__Page__
──────
The leaders of 193 nations are expected to adopt the new goals for the United Nations, UNICEF, the Global Citizens Festival and Concert, and Project Everyone.  President Obama and Pope Francis are among the world leaders pledging support.  On September 26 the Festival and Concert will be held on the Great Lawn of New York's Central Park.

While the festival and concert will be streamed live around the world, an edited version of the concert with film inserts from around the world will air in a worldwide broadcast on NBC and BBC September 27.  Featured performers include international stars Beyonce, Cold Play, Pearl Jam, and Ed Sheeran.

The Coltons Point Times is proud to be assisting the Richard Curtis team in making this international effort a success.  


A new feature of the world initiative is the addition of Project Everyone to the international team headed by perhaps one of the greatest fundraisers for charitable causes in history, Richard Curtis.  As you will read in this article, Richard Curtis has raised over £1 billion through his charities the past 30 years.  For those of us in the colonies, that  translates to about $1.56 billion.
──────
__Dataset entries__
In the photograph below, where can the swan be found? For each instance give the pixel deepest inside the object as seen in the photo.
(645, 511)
──────
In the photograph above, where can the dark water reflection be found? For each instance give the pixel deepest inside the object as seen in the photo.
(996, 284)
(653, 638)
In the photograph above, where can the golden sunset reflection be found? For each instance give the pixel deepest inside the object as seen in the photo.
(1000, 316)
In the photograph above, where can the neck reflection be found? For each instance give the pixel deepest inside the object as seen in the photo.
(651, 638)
──────
__Your tasks__
[a] For the article on the Global Citizens Festival and Concert, state whether each of these agrees with it: (i) the edited concert airs on NBC and BBC on September 26; (ii) Richard Curtis has raised over £1 billion through his charities in the past 30 years; (iii) the Festival and Concert takes place on the Great Lawn of New York's Central Park. Give yes or no for each, with the deciding words of the article quoted exactly.
[b] Extend the article on the Global Citizens Festival and Concert, picking up after its last sentence.

__Task results__
[a]
(i) No: "will air in a worldwide broadcast on NBC and BBC September 27"
(ii) Yes: "Richard Curtis has raised over £1 billion through his charities the past 30 years"
(iii) Yes: "On September 26 the Festival and Concert will be held on the Great Lawn of New York's Central Park"

[b]
More about Richard in the next articles, here is the story of the efforts by the Global Citizens and Project Everyone.



Project Everyone was founded by Richard Curtis, filmmaker and founder of Comic Relief. This is why...

In September 2015, the United Nations are launching global goals, a series of ambitious targets to end extreme poverty and tackle climate change for everyone by 2030.


If the goals are met, they ensure the health, safety and future of the planet for everyone on it. And their best chance of being met is if everyone on the planet is aware of them.

So the simple but mighty ambition of Project Everyone - is to share the global goals with 7 billion people in 7 days.


How We Do It

Our mission is to get a short, dynamic and snappy explanation of the global goals onto every website, TV station, cinema, school, radio station, newspaper, magazine, billboard, newsletter, noticeboard, pinboard, milk carton and mobile phone.

The more famous these global goals are, and the more widely they are understood by everyone - the more politicians will take them seriously, finance them properly, refer to them frequently and make them work.

This is a mission for humanity, unified goals that resonate with everyone, everywhere.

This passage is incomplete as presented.